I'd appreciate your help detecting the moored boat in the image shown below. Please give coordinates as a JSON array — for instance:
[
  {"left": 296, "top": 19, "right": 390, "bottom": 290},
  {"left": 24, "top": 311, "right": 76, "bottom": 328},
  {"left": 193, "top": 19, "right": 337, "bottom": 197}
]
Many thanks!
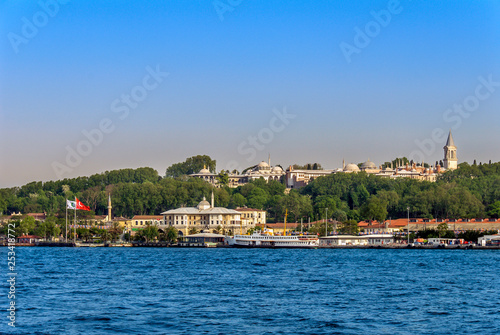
[{"left": 227, "top": 230, "right": 319, "bottom": 248}]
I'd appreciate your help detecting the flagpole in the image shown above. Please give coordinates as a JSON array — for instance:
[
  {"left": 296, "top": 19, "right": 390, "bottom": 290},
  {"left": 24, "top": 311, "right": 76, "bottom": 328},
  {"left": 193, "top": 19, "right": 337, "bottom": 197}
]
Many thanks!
[
  {"left": 73, "top": 197, "right": 77, "bottom": 247},
  {"left": 66, "top": 199, "right": 68, "bottom": 243}
]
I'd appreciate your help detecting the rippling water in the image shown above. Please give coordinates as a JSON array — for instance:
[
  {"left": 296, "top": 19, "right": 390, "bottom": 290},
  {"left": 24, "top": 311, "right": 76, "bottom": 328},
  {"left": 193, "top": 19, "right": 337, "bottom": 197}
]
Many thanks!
[{"left": 0, "top": 248, "right": 500, "bottom": 334}]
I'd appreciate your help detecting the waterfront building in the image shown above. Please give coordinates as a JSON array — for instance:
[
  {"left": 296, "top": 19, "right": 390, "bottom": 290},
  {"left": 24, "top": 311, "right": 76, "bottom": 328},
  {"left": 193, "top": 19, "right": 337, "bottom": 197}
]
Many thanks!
[
  {"left": 160, "top": 193, "right": 246, "bottom": 236},
  {"left": 358, "top": 218, "right": 500, "bottom": 234},
  {"left": 131, "top": 215, "right": 163, "bottom": 228},
  {"left": 16, "top": 235, "right": 43, "bottom": 244},
  {"left": 319, "top": 234, "right": 394, "bottom": 247}
]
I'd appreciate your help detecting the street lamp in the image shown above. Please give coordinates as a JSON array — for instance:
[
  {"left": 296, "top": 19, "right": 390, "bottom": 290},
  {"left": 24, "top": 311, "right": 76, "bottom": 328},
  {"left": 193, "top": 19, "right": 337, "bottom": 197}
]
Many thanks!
[{"left": 406, "top": 207, "right": 410, "bottom": 245}]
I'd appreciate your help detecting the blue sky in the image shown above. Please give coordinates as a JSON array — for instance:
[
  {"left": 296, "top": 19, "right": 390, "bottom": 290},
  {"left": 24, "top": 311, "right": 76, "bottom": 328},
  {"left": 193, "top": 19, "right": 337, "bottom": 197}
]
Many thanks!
[{"left": 0, "top": 0, "right": 500, "bottom": 187}]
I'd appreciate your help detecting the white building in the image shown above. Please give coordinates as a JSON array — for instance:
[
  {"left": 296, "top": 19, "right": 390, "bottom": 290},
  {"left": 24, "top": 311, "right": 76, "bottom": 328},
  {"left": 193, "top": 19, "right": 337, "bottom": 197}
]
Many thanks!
[{"left": 161, "top": 193, "right": 246, "bottom": 236}]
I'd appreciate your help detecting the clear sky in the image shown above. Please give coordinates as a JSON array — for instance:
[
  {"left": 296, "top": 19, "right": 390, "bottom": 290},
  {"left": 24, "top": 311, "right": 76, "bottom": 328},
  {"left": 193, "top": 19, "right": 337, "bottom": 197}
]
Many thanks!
[{"left": 0, "top": 0, "right": 500, "bottom": 187}]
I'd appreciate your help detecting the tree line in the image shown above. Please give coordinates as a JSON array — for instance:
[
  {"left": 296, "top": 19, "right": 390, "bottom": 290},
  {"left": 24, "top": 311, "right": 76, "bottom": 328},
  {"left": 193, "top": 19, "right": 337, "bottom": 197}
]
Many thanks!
[{"left": 0, "top": 156, "right": 500, "bottom": 227}]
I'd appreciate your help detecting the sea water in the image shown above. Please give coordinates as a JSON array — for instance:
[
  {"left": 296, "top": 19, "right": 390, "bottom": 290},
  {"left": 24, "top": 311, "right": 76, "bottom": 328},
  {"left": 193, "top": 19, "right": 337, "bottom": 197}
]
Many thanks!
[{"left": 0, "top": 247, "right": 500, "bottom": 334}]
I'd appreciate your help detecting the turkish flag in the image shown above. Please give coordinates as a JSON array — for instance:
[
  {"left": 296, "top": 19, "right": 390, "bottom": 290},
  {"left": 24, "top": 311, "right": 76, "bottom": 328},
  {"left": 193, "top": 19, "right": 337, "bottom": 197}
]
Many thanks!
[{"left": 75, "top": 198, "right": 90, "bottom": 211}]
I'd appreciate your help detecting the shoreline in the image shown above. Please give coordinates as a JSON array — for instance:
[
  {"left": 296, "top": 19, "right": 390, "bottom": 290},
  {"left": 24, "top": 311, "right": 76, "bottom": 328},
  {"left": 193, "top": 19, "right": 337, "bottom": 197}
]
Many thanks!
[{"left": 0, "top": 242, "right": 500, "bottom": 250}]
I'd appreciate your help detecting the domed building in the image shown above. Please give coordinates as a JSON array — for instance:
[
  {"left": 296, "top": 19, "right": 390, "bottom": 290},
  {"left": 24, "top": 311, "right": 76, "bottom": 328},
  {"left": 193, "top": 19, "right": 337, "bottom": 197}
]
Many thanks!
[
  {"left": 360, "top": 159, "right": 381, "bottom": 173},
  {"left": 160, "top": 193, "right": 246, "bottom": 236},
  {"left": 342, "top": 163, "right": 360, "bottom": 173},
  {"left": 190, "top": 166, "right": 217, "bottom": 186},
  {"left": 229, "top": 156, "right": 285, "bottom": 187}
]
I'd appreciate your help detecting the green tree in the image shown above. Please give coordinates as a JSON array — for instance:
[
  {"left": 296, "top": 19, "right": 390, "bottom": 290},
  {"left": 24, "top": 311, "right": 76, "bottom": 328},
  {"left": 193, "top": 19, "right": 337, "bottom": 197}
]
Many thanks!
[
  {"left": 16, "top": 216, "right": 35, "bottom": 235},
  {"left": 216, "top": 170, "right": 229, "bottom": 186},
  {"left": 165, "top": 227, "right": 178, "bottom": 244},
  {"left": 488, "top": 201, "right": 500, "bottom": 218},
  {"left": 361, "top": 195, "right": 387, "bottom": 222}
]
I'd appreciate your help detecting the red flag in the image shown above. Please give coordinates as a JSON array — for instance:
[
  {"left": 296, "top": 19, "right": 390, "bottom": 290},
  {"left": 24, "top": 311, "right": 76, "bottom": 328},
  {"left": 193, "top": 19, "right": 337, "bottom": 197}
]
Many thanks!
[{"left": 75, "top": 198, "right": 90, "bottom": 211}]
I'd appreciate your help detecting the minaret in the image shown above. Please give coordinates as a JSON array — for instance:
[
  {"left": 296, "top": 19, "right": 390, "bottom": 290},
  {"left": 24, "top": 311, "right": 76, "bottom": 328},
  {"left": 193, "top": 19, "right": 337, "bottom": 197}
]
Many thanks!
[
  {"left": 108, "top": 193, "right": 113, "bottom": 222},
  {"left": 443, "top": 130, "right": 458, "bottom": 170}
]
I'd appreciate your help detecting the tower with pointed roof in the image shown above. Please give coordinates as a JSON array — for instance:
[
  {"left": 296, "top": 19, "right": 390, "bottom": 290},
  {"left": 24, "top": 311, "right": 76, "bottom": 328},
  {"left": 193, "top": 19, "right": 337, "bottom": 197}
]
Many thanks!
[
  {"left": 108, "top": 193, "right": 113, "bottom": 222},
  {"left": 443, "top": 130, "right": 458, "bottom": 170}
]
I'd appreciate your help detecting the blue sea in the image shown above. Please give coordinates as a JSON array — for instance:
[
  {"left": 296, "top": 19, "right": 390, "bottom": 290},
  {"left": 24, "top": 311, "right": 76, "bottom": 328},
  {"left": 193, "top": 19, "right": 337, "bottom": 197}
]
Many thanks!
[{"left": 0, "top": 247, "right": 500, "bottom": 334}]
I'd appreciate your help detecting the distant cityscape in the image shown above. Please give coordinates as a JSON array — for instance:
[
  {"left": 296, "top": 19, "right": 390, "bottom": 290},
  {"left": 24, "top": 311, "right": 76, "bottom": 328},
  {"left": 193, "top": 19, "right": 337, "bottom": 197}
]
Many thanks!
[{"left": 190, "top": 130, "right": 458, "bottom": 189}]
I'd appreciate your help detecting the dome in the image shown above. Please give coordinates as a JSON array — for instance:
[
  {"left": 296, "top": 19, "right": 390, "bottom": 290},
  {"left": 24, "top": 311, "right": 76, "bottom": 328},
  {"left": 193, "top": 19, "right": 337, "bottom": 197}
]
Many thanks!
[
  {"left": 344, "top": 163, "right": 359, "bottom": 172},
  {"left": 257, "top": 161, "right": 269, "bottom": 167},
  {"left": 198, "top": 166, "right": 210, "bottom": 174},
  {"left": 197, "top": 197, "right": 210, "bottom": 209},
  {"left": 361, "top": 160, "right": 377, "bottom": 170}
]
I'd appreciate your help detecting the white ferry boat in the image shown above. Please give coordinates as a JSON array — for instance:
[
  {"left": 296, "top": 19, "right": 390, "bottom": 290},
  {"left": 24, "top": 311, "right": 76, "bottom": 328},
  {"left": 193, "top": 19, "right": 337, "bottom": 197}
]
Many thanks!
[{"left": 227, "top": 229, "right": 319, "bottom": 248}]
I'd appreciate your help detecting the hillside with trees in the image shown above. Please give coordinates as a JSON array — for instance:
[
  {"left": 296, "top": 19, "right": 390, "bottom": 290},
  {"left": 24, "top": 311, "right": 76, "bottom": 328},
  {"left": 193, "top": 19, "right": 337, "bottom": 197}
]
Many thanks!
[{"left": 0, "top": 156, "right": 500, "bottom": 227}]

════════════════════

[Instructions for the task] Reproduce verbatim the lines of the records above, starting with the line that contains "I'd appreciate your help detecting the hillside" and ending with the final line of the records.

[Task answer]
I'd appreciate your help detecting the hillside with trees in the image shown above. Please give coordinates as a JSON array — for instance:
[
  {"left": 296, "top": 19, "right": 390, "bottom": 290},
  {"left": 24, "top": 311, "right": 76, "bottom": 328},
  {"left": 193, "top": 19, "right": 337, "bottom": 197}
]
Many thanks!
[{"left": 0, "top": 156, "right": 500, "bottom": 227}]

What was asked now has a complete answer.